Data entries
* * * *

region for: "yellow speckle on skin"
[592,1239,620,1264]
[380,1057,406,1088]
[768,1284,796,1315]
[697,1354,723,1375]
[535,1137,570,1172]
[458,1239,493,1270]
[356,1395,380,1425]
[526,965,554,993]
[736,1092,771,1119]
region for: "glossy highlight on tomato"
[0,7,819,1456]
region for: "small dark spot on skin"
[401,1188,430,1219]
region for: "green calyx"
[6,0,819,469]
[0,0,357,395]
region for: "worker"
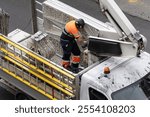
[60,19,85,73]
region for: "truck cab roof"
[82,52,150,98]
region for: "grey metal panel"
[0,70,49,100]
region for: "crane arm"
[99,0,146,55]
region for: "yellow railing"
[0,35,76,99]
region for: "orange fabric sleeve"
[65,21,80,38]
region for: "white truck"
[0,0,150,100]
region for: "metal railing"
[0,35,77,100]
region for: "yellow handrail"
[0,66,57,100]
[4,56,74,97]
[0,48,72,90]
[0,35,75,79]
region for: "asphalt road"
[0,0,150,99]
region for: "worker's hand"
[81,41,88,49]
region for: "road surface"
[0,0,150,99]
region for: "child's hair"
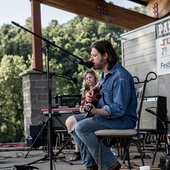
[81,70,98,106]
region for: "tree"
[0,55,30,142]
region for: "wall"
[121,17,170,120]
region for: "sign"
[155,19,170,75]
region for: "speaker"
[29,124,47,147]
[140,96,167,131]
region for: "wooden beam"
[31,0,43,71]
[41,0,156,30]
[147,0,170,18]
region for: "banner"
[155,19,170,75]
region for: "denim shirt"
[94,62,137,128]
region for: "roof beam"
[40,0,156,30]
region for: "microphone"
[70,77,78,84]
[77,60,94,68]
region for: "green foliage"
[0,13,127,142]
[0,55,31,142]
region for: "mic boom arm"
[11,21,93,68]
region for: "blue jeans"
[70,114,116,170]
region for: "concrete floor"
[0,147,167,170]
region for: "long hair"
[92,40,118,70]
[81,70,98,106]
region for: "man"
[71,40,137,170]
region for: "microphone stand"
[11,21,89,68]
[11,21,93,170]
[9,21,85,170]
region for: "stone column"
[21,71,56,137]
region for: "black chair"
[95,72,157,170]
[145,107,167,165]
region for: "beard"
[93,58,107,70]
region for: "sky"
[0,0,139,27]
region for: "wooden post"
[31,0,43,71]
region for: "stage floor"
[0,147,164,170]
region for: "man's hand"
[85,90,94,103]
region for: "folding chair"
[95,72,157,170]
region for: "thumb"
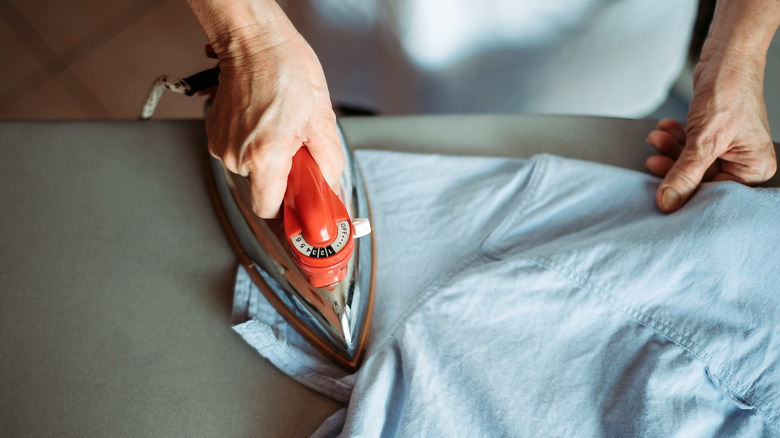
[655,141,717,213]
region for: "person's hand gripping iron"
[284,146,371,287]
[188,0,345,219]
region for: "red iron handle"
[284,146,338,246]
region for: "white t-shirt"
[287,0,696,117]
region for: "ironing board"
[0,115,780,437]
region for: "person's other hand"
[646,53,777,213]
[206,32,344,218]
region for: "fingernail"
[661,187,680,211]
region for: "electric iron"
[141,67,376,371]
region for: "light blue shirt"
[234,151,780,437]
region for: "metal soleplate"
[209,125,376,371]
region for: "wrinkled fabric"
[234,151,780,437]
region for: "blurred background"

* * * *

**Aim:**
Extract each line of the items that contains the string "metal". Case counts, so only lines that match it letter for letter in case qualify.

**The reply:**
region for: "grey metal panel"
region for: "metal railing"
region for: "metal soleplate"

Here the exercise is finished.